Location labeling records
+---+
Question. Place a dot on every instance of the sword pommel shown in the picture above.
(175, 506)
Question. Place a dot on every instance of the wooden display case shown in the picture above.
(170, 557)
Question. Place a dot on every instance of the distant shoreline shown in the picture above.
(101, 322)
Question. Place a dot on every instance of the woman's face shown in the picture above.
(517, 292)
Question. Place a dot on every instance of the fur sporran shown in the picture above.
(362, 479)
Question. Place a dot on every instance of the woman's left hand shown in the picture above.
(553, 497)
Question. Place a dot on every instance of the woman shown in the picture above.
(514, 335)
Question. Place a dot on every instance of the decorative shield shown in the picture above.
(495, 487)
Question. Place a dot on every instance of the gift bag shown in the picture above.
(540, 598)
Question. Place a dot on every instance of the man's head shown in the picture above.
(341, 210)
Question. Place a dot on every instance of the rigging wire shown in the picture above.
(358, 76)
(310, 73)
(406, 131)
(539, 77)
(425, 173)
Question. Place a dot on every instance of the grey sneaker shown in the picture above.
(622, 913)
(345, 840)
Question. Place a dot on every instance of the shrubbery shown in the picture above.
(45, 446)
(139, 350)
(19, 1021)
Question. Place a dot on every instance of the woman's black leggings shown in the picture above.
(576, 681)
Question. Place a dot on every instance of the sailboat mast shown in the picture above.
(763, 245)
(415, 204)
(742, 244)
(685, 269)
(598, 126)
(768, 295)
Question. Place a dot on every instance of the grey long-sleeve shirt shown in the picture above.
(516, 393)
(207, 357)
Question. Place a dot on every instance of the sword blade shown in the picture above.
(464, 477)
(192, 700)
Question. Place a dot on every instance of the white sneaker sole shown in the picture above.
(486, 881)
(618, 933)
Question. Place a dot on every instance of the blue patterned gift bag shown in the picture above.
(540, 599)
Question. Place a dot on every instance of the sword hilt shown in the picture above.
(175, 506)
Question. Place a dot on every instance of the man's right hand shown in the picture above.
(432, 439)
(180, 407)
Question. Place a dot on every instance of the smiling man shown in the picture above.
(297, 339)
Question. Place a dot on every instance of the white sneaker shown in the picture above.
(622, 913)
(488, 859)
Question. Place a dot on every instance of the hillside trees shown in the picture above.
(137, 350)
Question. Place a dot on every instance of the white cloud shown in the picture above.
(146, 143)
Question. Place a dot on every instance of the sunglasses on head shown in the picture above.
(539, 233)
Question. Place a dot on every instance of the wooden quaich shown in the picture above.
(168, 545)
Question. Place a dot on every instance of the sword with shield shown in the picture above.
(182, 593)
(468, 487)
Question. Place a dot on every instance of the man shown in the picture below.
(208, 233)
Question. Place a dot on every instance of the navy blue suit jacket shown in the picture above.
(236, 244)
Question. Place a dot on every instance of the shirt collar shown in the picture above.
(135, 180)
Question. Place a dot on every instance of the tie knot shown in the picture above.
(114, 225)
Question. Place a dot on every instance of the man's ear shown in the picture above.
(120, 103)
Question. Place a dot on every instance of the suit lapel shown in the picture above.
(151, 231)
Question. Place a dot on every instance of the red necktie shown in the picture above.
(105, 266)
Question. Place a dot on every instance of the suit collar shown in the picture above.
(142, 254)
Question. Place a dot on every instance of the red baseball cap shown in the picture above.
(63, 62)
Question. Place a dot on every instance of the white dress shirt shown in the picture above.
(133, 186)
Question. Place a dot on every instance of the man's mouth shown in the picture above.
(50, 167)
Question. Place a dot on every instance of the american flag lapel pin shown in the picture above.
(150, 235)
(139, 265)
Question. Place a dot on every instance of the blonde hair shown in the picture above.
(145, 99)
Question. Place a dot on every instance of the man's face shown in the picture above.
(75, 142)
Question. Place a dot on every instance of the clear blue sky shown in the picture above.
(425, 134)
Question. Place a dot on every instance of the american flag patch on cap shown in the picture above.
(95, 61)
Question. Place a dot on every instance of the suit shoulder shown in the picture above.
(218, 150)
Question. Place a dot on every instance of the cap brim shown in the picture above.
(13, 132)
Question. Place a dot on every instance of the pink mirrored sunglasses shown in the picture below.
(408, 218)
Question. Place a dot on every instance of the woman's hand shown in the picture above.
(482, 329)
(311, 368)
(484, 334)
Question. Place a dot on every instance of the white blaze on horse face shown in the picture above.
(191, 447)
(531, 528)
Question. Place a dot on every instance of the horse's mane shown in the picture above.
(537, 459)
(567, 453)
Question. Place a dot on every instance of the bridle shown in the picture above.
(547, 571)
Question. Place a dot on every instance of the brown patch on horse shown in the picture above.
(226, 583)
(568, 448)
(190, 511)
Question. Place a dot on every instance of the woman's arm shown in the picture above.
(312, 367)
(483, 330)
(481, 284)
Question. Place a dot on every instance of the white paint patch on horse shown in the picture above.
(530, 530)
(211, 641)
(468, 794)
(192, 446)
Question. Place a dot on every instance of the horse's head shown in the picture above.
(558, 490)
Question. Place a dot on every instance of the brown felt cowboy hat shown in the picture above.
+---+
WHAT YOU WILL DO: Write out every entry again, keeping each line exactly the same.

ANSWER TO THIS EXERCISE:
Question. Place a dot on every instance of the sword pommel shown in the picture above.
(175, 506)
Question. Place a dot on every instance of the wooden display case shown in the picture above.
(170, 557)
Question. Place a dot on every instance of the distant shoreline shown in the picture above.
(101, 322)
Question. Place a dot on every instance of the woman's face shown in the picture above.
(517, 292)
Question. Place a dot on every instance of the fur sporran shown in the picture above.
(362, 479)
Question. Place a dot on every instance of the woman's left hand shown in the picture above.
(553, 497)
Question. Place a dot on every instance of the woman shown in the picture above.
(514, 335)
Question. Place a dot on every instance of the decorative shield shown in the picture above.
(495, 487)
Question. Place a dot on every instance of the gift bag shown in the picture above.
(540, 598)
Question. Place a dot on every instance of the man's head shown in the picture above.
(341, 210)
Question. Place a dot on every instance of the rigging wire shown in the picture above.
(358, 76)
(310, 73)
(406, 131)
(539, 77)
(425, 173)
Question. Place a dot on every instance of the grey sneaker shown in the picture above.
(622, 913)
(345, 840)
Question. Place a dot on every instance of the shrubbery shown in the picture above.
(45, 446)
(139, 350)
(19, 1021)
Question. Place a dot on every instance of the woman's black leggings shown in the picture above.
(576, 681)
Question. Place a dot on every instance of the sailboat mast shown in the picture above.
(763, 245)
(415, 204)
(742, 244)
(685, 269)
(598, 126)
(768, 295)
Question. Place a dot on every instance of the grey long-sleeve shirt shown in the picture above.
(516, 393)
(207, 357)
Question. Place a dot on every instance of the sword blade shown in the picture above.
(464, 477)
(192, 700)
Question. Place a dot on every instance of the white sneaker sole shown in the picture above.
(486, 881)
(618, 933)
Question. Place a dot on every instance of the blue patterned gift bag shown in the picture above.
(540, 599)
Question. Place a dot on every instance of the sword hilt shown in the picture above.
(175, 506)
Question. Place a dot on every instance of the man's right hand shown in the picture above.
(432, 439)
(180, 407)
Question. Place a dot on every instance of the smiling man shown in the picture above.
(297, 339)
Question. Place a dot on every instance of the white sneaker shown in the picture above.
(622, 913)
(488, 859)
Question. Place a dot on every instance of the hillside trees shown in the picture above.
(137, 350)
Question. Place a dot on every instance of the white cloud shown in the picture above.
(146, 143)
Question. Place a dot on every instance of the sunglasses on head shown in the picture above.
(539, 233)
Question. Place a dot on every instance of the wooden quaich shown in the picture above.
(168, 545)
Question. Place a dot on every instance of the sword with shield shown in the picture above.
(182, 593)
(468, 487)
Question. Place a dot on every instance of the man shown in the picture below.
(208, 233)
Question. Place a dot on every instance of the navy blue suit jacket shown in the picture above.
(236, 244)
Question. Place a dot on every instance of the shirt collar shown in the picture above.
(135, 180)
Question. Place a dot on every instance of the tie knot shown in the picture above.
(114, 225)
Question. Place a dot on every instance of the man's ear shown in the picture above.
(120, 103)
Question. Place a dot on every instance of the suit lapel shown in the picture above.
(151, 231)
Question. Place a dot on every instance of the red necktie shown in the picture above.
(105, 266)
Question. Place a dot on every instance of the suit collar shown in the picture above.
(142, 254)
Question. Place a dot on every instance of the red baseball cap shown in the picture above.
(63, 62)
Question. Place a dot on every instance of the white dress shirt shown in the picture above.
(133, 186)
Question. Place a dot on every instance of the man's mouth shown in the picture above.
(50, 167)
Question. Place a dot on every instance of the american flag lapel pin shown in the picture above.
(150, 235)
(139, 265)
Question. Place a dot on every instance of the blonde hair shown in the picture above.
(145, 99)
Question. Place a dot on every instance of the man's face shown in the picture above.
(75, 142)
Question. Place a dot on every instance of the clear blue sky shown in the picture above.
(425, 134)
Question. Place a dot on every instance of the american flag patch on cap shown in the picture above.
(95, 61)
Question. Place a dot on every instance of the suit shoulder shown in the picture above.
(218, 150)
Question. Place a dot on every instance of the cap brim shown in the picture above.
(13, 132)
Question. Place a dot on every instance of the pink mirrored sunglasses shown in the picture below.
(408, 218)
Question. Place a dot on every instance of the woman's hand shown in the picture above.
(482, 329)
(311, 368)
(484, 334)
Question. Place a dot on every instance of the white blaze on horse face shown in the picture above.
(191, 447)
(531, 528)
Question. Place a dot on every instance of the horse's mane shown in the picture above.
(537, 459)
(567, 453)
Question. Place a dot on every instance of the bridle shown in the picture above.
(547, 571)
Question. Place a dot on every instance of the brown patch on horse shown in the picture above.
(226, 583)
(568, 448)
(190, 511)
Question. Place a dot on every instance of the woman's arm shown in the picture above.
(312, 367)
(483, 330)
(481, 284)
Question. Place a dot on every instance of the white paint patch on horse shown in the picture above.
(530, 530)
(211, 641)
(468, 794)
(192, 446)
Question. Place a dot on every instance of the horse's head shown in the picture above.
(558, 490)
Question. Place a dot on every instance of the brown felt cowboy hat shown in the picture above.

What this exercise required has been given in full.